- **Given request**:
Quote every one of the items below line for line, changing nothing.

- **Records from a point-labeling set**:

>> begin

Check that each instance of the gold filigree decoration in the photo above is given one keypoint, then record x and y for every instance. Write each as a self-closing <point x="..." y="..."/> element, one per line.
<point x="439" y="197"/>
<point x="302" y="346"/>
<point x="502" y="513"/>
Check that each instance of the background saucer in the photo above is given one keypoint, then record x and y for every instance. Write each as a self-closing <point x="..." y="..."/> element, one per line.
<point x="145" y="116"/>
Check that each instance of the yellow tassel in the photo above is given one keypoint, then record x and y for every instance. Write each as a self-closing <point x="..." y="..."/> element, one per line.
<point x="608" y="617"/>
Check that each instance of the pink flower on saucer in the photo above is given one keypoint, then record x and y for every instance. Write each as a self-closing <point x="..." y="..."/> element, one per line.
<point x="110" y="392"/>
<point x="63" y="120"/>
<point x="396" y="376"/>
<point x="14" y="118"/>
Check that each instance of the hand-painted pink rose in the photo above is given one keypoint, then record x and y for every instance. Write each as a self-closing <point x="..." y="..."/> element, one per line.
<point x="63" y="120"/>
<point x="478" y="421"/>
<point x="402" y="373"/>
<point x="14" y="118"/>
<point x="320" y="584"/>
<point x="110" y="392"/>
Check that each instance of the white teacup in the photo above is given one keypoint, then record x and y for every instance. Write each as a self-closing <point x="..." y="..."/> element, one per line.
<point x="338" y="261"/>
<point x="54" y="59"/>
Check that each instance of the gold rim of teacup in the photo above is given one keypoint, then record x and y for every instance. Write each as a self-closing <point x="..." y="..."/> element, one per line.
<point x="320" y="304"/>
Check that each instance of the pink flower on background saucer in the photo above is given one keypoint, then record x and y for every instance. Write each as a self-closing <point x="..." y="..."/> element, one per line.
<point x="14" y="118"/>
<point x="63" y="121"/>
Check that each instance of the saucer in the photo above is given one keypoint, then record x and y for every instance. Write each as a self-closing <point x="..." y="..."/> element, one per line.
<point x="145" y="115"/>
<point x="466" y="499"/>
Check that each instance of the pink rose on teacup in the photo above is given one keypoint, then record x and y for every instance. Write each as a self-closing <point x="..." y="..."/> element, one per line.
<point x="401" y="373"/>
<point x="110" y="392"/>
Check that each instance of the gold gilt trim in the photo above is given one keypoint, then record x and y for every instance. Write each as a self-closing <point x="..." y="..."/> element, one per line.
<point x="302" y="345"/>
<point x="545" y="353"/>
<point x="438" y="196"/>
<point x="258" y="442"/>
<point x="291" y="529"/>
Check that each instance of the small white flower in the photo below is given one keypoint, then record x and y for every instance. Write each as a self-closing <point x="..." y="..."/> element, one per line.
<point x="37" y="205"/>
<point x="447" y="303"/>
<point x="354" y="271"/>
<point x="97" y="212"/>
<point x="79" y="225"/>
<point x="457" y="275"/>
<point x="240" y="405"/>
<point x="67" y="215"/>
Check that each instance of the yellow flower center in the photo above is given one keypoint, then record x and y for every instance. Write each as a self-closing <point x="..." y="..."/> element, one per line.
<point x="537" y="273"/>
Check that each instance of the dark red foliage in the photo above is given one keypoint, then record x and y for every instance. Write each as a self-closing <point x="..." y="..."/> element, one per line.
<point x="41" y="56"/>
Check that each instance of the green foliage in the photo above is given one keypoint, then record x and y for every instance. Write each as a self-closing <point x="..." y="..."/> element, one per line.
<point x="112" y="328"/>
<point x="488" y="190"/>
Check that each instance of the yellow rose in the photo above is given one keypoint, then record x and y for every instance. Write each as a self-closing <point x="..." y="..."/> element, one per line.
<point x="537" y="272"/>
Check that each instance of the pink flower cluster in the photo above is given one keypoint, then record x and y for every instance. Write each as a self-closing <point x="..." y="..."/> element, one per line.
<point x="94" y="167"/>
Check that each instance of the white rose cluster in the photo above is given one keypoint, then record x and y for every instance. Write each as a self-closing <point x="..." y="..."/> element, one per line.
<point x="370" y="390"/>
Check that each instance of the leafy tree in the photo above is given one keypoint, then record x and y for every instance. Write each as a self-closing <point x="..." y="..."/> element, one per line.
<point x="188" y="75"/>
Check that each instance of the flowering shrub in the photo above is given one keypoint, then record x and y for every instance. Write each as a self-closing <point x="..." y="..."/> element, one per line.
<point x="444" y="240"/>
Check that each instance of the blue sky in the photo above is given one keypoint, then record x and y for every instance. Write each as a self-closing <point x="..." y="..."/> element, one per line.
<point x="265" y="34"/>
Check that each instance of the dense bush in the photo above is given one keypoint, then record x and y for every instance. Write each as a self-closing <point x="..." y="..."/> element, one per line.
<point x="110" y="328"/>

>> end

- **Solution for this problem**:
Check that each instance of the gold filigree decoration in the photo above is given one keypoint, then record x and y for every instance. Write each as a self-closing <point x="..." y="..."/> element, one per line.
<point x="439" y="197"/>
<point x="302" y="346"/>
<point x="502" y="513"/>
Check that each instance of the background saucer in the photo above is given one keypoint, then record x and y for every instance. Write each as a self-closing <point x="..." y="..."/> element, one per line.
<point x="145" y="116"/>
Check that each instance of the yellow tassel in the photo above is given one keypoint, then record x and y for every instance. Write each as a self-closing <point x="..." y="..."/> element, one per line.
<point x="608" y="617"/>
Check that each instance of the pink flower on saucer in the photo above is given one keypoint, then record x and y for every instance. Write each as a self-closing <point x="..." y="..."/> element, one per line.
<point x="110" y="392"/>
<point x="63" y="120"/>
<point x="396" y="376"/>
<point x="14" y="118"/>
Check that each instance of the hand-painted pink rose in the photo above is given one keypoint, then record x and y for every instance. Write each as a self-closing <point x="..." y="..."/> element, one per line.
<point x="63" y="120"/>
<point x="478" y="421"/>
<point x="402" y="373"/>
<point x="14" y="118"/>
<point x="320" y="584"/>
<point x="110" y="392"/>
Check that each instance of the white teacup in the photo above is given one keypoint, then record x and y for every instance. Write each as a self-closing <point x="..." y="..."/> element, one per line.
<point x="338" y="261"/>
<point x="54" y="59"/>
Check that each instance of the gold rim of teacup in the photo above is given one keypoint, then record x and y for every instance. Write each as a self-closing <point x="..." y="..."/> element, one per line.
<point x="320" y="304"/>
Check that each instance of the pink flower on background saucer in the photo above is given one keypoint, then record x and y for every instance. Write each as a self-closing <point x="..." y="..."/> element, one per line.
<point x="14" y="118"/>
<point x="63" y="121"/>
Check that each instance of the saucer in the photo above is given one keypoint, then record x and y for every instance. Write each as a self-closing <point x="..." y="..."/> element, one per line.
<point x="145" y="115"/>
<point x="466" y="499"/>
Check that each instance of the pink rose on teacup in the photo above is given one keypoint, then record x and y for every instance. Write each as a self-closing <point x="..." y="..."/> element, one per line.
<point x="401" y="373"/>
<point x="110" y="392"/>
Check that each instance of the gold gilt trim in the photo above is given one keypoint, then record x and y for every instance. Write each as a self-closing <point x="..." y="..."/> element, one per line.
<point x="302" y="345"/>
<point x="545" y="353"/>
<point x="438" y="196"/>
<point x="258" y="442"/>
<point x="291" y="529"/>
Check that each instance of the small white flower in the photo below is given one keypoint, then record x and y for every instance. Write each as a self-closing <point x="..." y="..."/> element, one per line.
<point x="37" y="205"/>
<point x="447" y="303"/>
<point x="354" y="271"/>
<point x="97" y="212"/>
<point x="79" y="225"/>
<point x="457" y="275"/>
<point x="240" y="405"/>
<point x="67" y="215"/>
Check that each instance of the yellow flower center in the photo above is given one keypoint, then record x and y for every instance. Write each as a self-closing <point x="..." y="..."/> element, one per line.
<point x="537" y="273"/>
Check that each instance of the dark red foliage in the photo above is given one keypoint, then record x and y for every instance. Write each as a self-closing <point x="..." y="..."/> element, one per line.
<point x="41" y="56"/>
Check that each instance of the green foliage in the photo above is given one keypoint, then record x and y for every instance. Write each as a self-closing <point x="..." y="..."/> element, one per line.
<point x="112" y="328"/>
<point x="488" y="190"/>
Check that each instance of the yellow rose in the photo above is given one keypoint, then record x and y for every instance. Write each as a self-closing <point x="..." y="..."/> element, one per line.
<point x="537" y="272"/>
Check that each instance of the pink flower cluster in the photo above is given one keypoint, then record x and y for every instance. Write each as a self-closing <point x="..." y="..."/> element, one per line.
<point x="94" y="167"/>
Check that each instance of the white rose cluster in the photo above is given one keypoint, then record x and y for every instance. Write each as a self-closing <point x="..." y="..."/> element, one per line.
<point x="370" y="390"/>
Check that each instance of the leafy tree in the photo above is given one keypoint, then record x and y for every instance. Write each as a self-closing <point x="..." y="..."/> element, one per line.
<point x="188" y="75"/>
Check that each instance of the flowering shrub in the photo above is given one keypoint, then record x and y for every instance. Write each as a self-closing <point x="..." y="..."/> element, one per line.
<point x="444" y="240"/>
Check that each instance of the blue sky in the photo above is given one keypoint, then record x and y for every instance. Write each as a self-closing <point x="..." y="..."/> element, one per line.
<point x="265" y="34"/>
Check that each instance of the dense bush in the photo above is given one keypoint, then record x and y for every instance. Write each as a self-closing <point x="..." y="..."/> element, one per line.
<point x="110" y="328"/>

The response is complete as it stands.